--- BEGIN ---

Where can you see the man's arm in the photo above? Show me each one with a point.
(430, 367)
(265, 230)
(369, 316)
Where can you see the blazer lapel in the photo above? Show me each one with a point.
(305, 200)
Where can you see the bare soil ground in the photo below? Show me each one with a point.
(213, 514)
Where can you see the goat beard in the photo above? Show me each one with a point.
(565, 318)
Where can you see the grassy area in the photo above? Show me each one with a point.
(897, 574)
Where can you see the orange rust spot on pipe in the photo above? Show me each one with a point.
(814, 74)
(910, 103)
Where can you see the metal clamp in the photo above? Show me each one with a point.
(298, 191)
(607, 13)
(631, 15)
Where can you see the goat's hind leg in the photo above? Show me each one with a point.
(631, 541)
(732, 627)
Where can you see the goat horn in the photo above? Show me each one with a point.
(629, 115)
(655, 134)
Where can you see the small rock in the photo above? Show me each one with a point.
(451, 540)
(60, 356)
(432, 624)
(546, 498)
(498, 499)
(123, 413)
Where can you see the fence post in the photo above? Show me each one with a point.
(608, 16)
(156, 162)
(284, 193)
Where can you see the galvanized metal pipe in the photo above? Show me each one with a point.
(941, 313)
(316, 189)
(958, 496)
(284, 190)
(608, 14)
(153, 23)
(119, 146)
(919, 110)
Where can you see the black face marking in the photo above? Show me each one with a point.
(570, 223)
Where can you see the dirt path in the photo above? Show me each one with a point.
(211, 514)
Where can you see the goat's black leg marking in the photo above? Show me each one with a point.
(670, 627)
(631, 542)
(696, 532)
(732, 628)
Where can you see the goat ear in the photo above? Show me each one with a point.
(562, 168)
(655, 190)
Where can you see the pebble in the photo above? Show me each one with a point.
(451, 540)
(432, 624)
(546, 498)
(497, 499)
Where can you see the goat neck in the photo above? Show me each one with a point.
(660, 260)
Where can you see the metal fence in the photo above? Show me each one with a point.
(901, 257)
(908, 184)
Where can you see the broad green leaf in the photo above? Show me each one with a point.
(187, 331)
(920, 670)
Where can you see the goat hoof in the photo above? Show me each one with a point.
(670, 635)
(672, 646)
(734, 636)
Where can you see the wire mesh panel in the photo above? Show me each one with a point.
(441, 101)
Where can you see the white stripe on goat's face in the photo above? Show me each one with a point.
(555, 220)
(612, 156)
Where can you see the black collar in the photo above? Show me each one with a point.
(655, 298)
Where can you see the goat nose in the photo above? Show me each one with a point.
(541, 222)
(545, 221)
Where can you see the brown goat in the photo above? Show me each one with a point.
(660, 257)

--- END ---

Required task:
Turn all of the records above into a Markdown table with the columns "Row" and "Line": number each line in order and leave out any blank lines.

Task response:
| Row | Line |
|---|---|
| 1 | Where can you see the man's arm in the photo above? Show me each one with a point. |
| 2 | (430, 367) |
| 3 | (265, 230) |
| 4 | (369, 316) |
| 5 | Where can you see the blazer lapel in the photo above? Show me each one with a point. |
| 6 | (305, 200) |
| 7 | Where can you see the bare soil ground in the photo below? Show me each one with a point. |
| 8 | (213, 514) |
| 9 | Where can you see the goat beard in the photo above? Show me each one with a point. |
| 10 | (565, 318) |
| 11 | Where can you see the grassy area in the photo above? Show me each one with a point. |
| 12 | (897, 574) |
| 13 | Where can you see the orange rust spot on pipe in the photo above? Show me each one with a point. |
| 14 | (814, 74) |
| 15 | (910, 103) |
| 16 | Where can you see the metal clamp in the photo above? Show me each one with a point. |
| 17 | (298, 191) |
| 18 | (607, 13) |
| 19 | (631, 15) |
| 20 | Where can you see the goat's hind leg in the photo above? Show me each one with a point. |
| 21 | (631, 541) |
| 22 | (732, 627) |
| 23 | Where can you see the goat horn in the photo above? Show me each one with a point. |
| 24 | (629, 115) |
| 25 | (655, 134) |
| 26 | Where can you see the small rock in the photo above? Show me each one with a point. |
| 27 | (451, 540) |
| 28 | (60, 356) |
| 29 | (432, 624) |
| 30 | (546, 498) |
| 31 | (498, 499) |
| 32 | (123, 413) |
| 33 | Where can you see the fence post in the photo above? Show me each one with a point. |
| 34 | (608, 16) |
| 35 | (156, 162) |
| 36 | (284, 193) |
| 37 | Where can you see the galvanized metal pipe in the photo above? Show me each one with a point. |
| 38 | (941, 313) |
| 39 | (316, 189) |
| 40 | (958, 496) |
| 41 | (284, 190) |
| 42 | (608, 14) |
| 43 | (153, 23) |
| 44 | (119, 146) |
| 45 | (919, 110) |
| 46 | Where can you see the black face marking in the photo above? Show me each one with a point. |
| 47 | (570, 223) |
| 48 | Where can you see the dirt path in the photo above? Show me each one with a point. |
| 49 | (211, 514) |
| 50 | Where can you see the goat's black leg marking in the photo above? Show me each one with a point. |
| 51 | (670, 627) |
| 52 | (631, 542) |
| 53 | (696, 532) |
| 54 | (732, 628) |
| 55 | Where can you see the goat ear in the photo above? Show me each one with a point. |
| 56 | (562, 168) |
| 57 | (655, 190) |
| 58 | Where can you see the pebble in the photo above? Show me each one with a point. |
| 59 | (451, 540) |
| 60 | (432, 624) |
| 61 | (546, 498) |
| 62 | (497, 499) |
| 63 | Where can you see the goat neck in the photo above? Show me each one with a point. |
| 64 | (660, 260) |
| 65 | Where can you see the metal fence in the photo above? Show me each one with a point. |
| 66 | (901, 257) |
| 67 | (908, 184) |
| 68 | Where can you see the broad green leaf in the photo above? Show me each one with a point. |
| 69 | (187, 331) |
| 70 | (920, 670) |
| 71 | Where can you see the goat hoof in the photo above? Show me each one with a point. |
| 72 | (670, 635) |
| 73 | (672, 646) |
| 74 | (734, 636) |
| 75 | Where can you see the wire mesh panel in the photo above? Show me each one with a point. |
| 76 | (441, 101) |
| 77 | Where can you see the white stripe on goat's face in the photo above? Show me each one with a point. |
| 78 | (555, 220) |
| 79 | (612, 156) |
| 80 | Where can you see the black collar in the photo above? Show me each one with a point. |
| 81 | (655, 298) |
| 82 | Where can you see the goat nose in the photo above? Show me each one with a point. |
| 83 | (541, 222) |
| 84 | (545, 221) |
| 85 | Where can you see the brown goat in the photo above? Show me each one with a point. |
| 86 | (660, 257) |